[What to work on] Write out every record in full, exactly as written, please.

....................

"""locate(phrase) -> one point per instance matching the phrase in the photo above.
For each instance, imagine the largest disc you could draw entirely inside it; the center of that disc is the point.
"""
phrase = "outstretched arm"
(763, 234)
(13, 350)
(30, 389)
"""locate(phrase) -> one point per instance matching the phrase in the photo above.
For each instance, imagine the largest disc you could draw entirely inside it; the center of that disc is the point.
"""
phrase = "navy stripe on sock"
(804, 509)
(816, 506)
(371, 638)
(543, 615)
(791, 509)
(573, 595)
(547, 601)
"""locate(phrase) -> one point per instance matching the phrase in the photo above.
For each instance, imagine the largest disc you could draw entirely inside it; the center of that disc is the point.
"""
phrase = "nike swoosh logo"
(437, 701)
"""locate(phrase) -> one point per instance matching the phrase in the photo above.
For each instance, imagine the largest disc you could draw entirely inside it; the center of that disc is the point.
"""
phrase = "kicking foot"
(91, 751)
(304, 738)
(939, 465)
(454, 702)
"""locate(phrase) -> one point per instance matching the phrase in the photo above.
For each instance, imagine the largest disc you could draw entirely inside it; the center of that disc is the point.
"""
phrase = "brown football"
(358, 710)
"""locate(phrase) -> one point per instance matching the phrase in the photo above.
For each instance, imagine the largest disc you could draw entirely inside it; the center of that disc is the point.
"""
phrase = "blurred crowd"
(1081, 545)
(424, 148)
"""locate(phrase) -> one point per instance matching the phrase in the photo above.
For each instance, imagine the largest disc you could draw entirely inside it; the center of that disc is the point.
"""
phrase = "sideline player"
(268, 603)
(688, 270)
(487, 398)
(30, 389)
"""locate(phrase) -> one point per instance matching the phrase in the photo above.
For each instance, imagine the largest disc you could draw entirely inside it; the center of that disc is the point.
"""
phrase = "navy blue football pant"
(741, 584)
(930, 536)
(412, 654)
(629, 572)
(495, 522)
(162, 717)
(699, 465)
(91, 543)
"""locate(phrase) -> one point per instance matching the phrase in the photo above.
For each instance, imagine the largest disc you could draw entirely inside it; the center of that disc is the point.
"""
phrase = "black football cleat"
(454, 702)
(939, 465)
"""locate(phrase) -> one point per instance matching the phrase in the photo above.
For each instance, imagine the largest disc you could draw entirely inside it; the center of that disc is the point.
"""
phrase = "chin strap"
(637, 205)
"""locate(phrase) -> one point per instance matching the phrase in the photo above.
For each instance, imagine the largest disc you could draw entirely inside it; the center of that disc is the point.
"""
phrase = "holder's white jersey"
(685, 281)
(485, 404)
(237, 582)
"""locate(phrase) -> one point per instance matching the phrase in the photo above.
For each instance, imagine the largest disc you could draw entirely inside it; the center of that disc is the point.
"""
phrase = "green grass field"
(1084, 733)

....................

[Answer to this task]
"""locate(phrase) -> one point per instance matching the phrase in the photo above.
For each instance, imagine the largest disc you could draw entirely inside it; the center of that disc is the point.
"""
phrase = "outstretched arm"
(763, 234)
(13, 350)
(30, 389)
"""locate(phrase) -> one point per instance matching the phrase in the photo above.
For each instance, imagine the largest disc you could draw entirely inside it; the center of that disc is the point.
"""
phrase = "navy stripe on sock"
(804, 509)
(816, 506)
(371, 638)
(543, 615)
(791, 509)
(573, 595)
(547, 601)
"""locate(phrase) -> one point per instance matching the phrase in the photo above.
For each instance, imagine the largest disc you could draw entirely inside it; the center of that disc is the point.
"""
phrase = "nike swoosh logo"
(437, 701)
"""locate(phrase) -> one point per instance matching the phrase in the photo above.
For each instance, imagine the largest disc you could draw entirely inside it; the center of that disc is the point.
"""
phrase = "kicking foot"
(91, 751)
(304, 738)
(939, 465)
(454, 702)
"""locate(phrase) -> one point per instance matching the phrase in the photo above.
For each instance, imagine the largest disc you could draw entirely inside it; the center of that disc is the point.
"""
phrase = "brown football"
(358, 710)
"""locate(phrase) -> one point per instance matching the phrase in the photo above.
For each instance, imagine the largest disc you could draw entirely inside it; the center of that disc is the point.
"""
phrase = "blurred crowd"
(1081, 545)
(424, 148)
"""locate(phrase) -> one point per instance matching the phrase in the photo above.
For each instance, imagine the largest disc you could draw entirely inside it; the center of that disc is the point.
"""
phrase = "sideline player"
(268, 603)
(688, 270)
(487, 398)
(30, 389)
"""locate(phrase) -> one point per instance matching the phrase in the photo above.
For each instance, imagine the largest disc you could draw entirely inside it; the center of that disc is the point.
"""
phrase = "navy blue football pant"
(741, 584)
(930, 536)
(412, 654)
(629, 572)
(495, 522)
(162, 717)
(699, 465)
(91, 543)
"""locate(phrase) -> one point per instance matching the phrase in the photo above.
For each instance, imagine the largest disc you could draw entirely inside it; the center of that disc is the point.
"""
phrase = "black football cleat"
(454, 702)
(939, 465)
"""locate(phrase) -> one point per instance matching the phrase in the photo above.
For each instance, imagine the largest disc you could draw entirely inside it; the center of that disc is the point.
"""
phrase = "chin strap"
(637, 205)
"""locate(phrase) -> one point per instance matching the phrase in the photo above.
For each instance, imagine the largest disc you could draw entirely inside it; the center of that disc is the point.
"""
phrase = "holder's white jersey"
(685, 281)
(485, 404)
(237, 582)
"""locate(phrase) -> one point per instance matching the phrase in the photo above.
For each instance, imagine the largest disc you could draw entirely inside it; the center of that disc is the point.
"""
phrase = "green grass field"
(1084, 733)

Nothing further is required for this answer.